> **Supplied passage**

===

There’s no place for centrism if Labour want to win

Labour must return to its socialist principles to offer a transformative mandate to the nation.

Liam Barrett is a Constituency Labour Party Youth Officer. He tweets here. 

The local elections have passed and a damning indictment of Labour’s failures followed. One year into his leadership, Keir Starmer seems to focus his energy on ostracising those on his left whilst taking a gentler approach with the hardline Conservative government.

The mention of ‘policy’ surely had Starmer aides flailing when they offered a weak mandate to Britain’s local authorities this month.

Labour were victorious in areas where they promoted municipal socialism, counteracting the strategy from parliamentarians and the leader’s office. From Wales to Manchester and Salford, socialist policies were at the forefront of local campaigns that won over the electorate.

Where Labour failed, flag-waving and pint-drinking took centre stage in a not-so-subtle misread of its audience. Even a former Tony Blair muse and now socialist insurgent, Andy Burnham, pledged vast renationalisation of services in his bid to retain the Greater Manchester mayoral position. Burnham, smart and precise in his tactics, knew the only way to success was to reach leftwards.

===

> **Raw records**
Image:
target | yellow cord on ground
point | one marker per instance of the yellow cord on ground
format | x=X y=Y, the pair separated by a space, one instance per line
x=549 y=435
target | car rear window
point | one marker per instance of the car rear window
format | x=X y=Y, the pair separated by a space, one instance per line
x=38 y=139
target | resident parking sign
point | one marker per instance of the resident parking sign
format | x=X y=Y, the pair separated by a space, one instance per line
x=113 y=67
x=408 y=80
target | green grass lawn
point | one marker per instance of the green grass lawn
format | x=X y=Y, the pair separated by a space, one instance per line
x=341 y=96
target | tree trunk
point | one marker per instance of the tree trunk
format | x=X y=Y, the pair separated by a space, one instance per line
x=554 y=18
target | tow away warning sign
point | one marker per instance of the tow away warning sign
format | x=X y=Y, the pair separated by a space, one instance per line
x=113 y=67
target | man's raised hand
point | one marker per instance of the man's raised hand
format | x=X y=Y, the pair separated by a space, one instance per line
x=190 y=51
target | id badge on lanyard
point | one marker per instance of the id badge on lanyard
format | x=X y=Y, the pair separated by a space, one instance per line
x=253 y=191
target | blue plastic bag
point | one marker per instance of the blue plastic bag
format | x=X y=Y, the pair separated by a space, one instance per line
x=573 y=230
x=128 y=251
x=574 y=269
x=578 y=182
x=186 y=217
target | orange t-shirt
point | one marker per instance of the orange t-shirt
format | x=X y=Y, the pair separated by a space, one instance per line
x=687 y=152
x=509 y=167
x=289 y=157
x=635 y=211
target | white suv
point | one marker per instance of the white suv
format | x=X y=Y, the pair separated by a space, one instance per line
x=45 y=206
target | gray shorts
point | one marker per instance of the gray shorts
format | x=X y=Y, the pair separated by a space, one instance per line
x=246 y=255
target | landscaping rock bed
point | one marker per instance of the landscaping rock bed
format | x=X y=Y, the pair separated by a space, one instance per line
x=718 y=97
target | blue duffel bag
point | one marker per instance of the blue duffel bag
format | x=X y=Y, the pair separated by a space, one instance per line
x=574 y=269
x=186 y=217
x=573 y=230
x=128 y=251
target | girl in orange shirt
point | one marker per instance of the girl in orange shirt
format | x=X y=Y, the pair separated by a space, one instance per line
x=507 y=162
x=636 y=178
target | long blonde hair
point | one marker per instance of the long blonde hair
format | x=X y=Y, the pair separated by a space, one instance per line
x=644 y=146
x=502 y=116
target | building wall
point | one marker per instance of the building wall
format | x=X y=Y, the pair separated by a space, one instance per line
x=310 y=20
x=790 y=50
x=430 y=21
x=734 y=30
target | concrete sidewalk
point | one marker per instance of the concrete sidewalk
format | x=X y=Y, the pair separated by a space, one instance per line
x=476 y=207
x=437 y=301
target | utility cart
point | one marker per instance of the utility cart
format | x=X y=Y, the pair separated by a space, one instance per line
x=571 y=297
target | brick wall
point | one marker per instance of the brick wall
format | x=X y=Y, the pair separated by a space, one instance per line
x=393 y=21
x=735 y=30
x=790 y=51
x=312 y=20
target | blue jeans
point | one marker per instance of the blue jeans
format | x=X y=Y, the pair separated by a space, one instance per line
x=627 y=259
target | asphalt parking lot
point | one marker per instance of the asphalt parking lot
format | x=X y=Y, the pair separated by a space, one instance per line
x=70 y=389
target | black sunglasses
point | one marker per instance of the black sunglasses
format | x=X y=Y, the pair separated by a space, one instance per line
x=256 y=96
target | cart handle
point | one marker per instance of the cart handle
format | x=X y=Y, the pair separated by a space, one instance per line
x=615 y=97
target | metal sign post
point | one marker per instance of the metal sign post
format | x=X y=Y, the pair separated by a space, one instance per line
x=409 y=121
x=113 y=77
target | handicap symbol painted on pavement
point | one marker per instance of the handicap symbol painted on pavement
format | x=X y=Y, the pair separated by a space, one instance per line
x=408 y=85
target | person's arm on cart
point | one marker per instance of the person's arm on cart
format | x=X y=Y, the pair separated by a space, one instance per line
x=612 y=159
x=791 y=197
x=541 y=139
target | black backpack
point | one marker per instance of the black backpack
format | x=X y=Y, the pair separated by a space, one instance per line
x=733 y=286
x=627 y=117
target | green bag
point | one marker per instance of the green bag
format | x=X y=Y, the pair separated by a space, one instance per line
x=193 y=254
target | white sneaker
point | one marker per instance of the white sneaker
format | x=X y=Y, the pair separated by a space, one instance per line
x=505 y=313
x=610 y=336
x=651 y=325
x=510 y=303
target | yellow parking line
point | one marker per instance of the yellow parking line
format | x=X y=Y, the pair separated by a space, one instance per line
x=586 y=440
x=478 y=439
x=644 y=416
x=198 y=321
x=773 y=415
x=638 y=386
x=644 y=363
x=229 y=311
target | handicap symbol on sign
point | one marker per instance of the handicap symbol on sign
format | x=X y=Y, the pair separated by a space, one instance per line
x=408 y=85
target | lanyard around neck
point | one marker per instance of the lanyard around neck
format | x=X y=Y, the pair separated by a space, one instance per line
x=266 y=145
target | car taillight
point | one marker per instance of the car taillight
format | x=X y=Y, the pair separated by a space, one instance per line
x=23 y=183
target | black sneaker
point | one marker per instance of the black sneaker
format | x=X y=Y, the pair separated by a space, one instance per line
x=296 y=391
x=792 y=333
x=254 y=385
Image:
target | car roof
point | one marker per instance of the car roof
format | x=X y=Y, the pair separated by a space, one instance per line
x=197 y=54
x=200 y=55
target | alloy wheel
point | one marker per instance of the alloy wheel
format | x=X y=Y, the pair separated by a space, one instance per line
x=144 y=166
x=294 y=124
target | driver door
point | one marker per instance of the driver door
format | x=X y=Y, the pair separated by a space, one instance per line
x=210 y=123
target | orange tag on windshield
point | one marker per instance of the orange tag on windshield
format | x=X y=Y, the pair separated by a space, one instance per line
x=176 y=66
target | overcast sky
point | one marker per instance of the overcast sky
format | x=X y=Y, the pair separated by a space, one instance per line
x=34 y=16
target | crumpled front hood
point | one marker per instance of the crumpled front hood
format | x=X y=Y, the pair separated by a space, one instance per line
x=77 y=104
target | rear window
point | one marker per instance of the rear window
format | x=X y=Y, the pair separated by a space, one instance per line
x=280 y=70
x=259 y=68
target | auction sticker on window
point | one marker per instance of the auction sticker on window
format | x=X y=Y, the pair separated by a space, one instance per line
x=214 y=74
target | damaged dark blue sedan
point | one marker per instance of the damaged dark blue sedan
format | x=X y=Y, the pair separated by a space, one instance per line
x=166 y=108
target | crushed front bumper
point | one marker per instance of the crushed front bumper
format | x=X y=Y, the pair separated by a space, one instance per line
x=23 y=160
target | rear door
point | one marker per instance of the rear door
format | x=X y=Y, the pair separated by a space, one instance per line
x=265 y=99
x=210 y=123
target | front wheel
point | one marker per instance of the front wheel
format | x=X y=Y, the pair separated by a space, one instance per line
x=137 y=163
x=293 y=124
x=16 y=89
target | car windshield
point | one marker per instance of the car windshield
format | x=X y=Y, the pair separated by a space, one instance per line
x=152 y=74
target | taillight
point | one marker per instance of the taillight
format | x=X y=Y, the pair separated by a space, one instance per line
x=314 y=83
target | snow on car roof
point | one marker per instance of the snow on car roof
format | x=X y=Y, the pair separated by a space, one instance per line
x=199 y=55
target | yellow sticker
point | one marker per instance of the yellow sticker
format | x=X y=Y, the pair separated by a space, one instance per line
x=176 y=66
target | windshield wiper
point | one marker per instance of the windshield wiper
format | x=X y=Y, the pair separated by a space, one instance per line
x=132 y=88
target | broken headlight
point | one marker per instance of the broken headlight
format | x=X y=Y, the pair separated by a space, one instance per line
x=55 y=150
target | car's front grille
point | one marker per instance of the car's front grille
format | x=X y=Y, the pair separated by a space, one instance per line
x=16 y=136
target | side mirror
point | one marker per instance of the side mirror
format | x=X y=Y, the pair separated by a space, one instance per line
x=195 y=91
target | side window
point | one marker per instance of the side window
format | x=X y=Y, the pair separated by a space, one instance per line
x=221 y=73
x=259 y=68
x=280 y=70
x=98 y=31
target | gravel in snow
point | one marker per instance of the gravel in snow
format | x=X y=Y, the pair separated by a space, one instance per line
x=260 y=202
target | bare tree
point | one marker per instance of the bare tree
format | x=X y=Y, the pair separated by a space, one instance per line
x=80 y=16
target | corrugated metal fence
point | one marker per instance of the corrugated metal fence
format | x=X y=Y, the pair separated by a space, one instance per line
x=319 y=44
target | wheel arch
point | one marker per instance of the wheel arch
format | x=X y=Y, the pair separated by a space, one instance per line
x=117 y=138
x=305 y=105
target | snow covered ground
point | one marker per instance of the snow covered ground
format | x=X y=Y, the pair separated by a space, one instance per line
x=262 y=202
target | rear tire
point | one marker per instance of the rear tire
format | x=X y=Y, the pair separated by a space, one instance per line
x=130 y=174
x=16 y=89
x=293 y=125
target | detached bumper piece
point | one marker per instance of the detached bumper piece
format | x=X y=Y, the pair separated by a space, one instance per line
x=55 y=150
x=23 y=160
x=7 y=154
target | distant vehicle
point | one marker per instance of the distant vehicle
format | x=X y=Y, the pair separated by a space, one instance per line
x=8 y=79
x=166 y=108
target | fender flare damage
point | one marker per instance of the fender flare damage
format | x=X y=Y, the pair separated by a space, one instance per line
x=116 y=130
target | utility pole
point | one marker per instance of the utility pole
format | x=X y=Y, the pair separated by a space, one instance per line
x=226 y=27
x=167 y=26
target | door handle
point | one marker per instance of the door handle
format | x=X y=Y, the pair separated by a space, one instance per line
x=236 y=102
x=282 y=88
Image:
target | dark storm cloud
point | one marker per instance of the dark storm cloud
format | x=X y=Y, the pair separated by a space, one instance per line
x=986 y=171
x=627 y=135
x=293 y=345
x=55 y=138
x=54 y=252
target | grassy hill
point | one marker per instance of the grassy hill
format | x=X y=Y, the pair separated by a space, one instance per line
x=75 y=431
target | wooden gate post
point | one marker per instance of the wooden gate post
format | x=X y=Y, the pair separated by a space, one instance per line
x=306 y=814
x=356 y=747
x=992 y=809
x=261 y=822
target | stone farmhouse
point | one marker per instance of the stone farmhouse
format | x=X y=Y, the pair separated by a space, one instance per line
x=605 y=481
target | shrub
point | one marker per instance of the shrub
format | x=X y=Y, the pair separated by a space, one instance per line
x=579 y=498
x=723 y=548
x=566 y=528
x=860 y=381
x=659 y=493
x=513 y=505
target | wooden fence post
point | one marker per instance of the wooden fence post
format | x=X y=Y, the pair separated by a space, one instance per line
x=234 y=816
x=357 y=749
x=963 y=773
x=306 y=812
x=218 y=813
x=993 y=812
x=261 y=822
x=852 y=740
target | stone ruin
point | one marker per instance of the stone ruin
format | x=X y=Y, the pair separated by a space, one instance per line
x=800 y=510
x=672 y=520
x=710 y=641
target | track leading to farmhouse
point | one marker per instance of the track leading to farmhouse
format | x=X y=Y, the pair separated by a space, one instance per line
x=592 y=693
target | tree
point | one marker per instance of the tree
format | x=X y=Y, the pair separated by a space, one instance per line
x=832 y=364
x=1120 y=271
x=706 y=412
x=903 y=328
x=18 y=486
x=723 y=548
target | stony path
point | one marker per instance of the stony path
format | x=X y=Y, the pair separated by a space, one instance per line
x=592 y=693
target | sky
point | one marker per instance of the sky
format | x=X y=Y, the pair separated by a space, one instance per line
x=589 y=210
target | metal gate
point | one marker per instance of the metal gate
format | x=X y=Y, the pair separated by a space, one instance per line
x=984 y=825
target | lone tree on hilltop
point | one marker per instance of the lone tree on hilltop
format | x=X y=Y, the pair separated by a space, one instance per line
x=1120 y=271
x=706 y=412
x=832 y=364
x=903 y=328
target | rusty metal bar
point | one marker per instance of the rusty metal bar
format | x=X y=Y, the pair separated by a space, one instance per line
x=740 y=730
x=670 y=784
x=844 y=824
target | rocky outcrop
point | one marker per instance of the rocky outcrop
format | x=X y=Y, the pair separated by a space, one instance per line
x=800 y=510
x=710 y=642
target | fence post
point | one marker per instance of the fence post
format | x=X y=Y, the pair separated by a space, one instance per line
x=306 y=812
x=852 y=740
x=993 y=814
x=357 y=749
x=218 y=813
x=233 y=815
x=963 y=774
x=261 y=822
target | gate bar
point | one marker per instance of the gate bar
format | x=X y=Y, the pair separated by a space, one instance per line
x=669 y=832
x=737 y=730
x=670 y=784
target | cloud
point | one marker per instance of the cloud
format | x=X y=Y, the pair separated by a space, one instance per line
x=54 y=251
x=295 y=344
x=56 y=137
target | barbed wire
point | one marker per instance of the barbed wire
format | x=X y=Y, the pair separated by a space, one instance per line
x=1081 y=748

===

> **Directions**
Write what follows the opinion piece on Labour and centrism, picking up right after its last sentence. The items have nothing to do with what you're asked to do here.

> **Result**
No matter what Labour officials’ views on Corbynism are, it is hard to discredit the transformative 2017 manifesto after it stripped the Tories of their majority. The radical agenda brought hope to an electorate exasperated with austerity and inequality.

Starmer seemed to understand that in last year’s leadership race by adopting Corbyn proposals to seek approval. Now, he’s intent on replicating the “electability” of the New Labour era through moderate manoeuvres. He’s even asked for guidance from former centrist politician and vehement Corbynsceptic, Peter Mandelson.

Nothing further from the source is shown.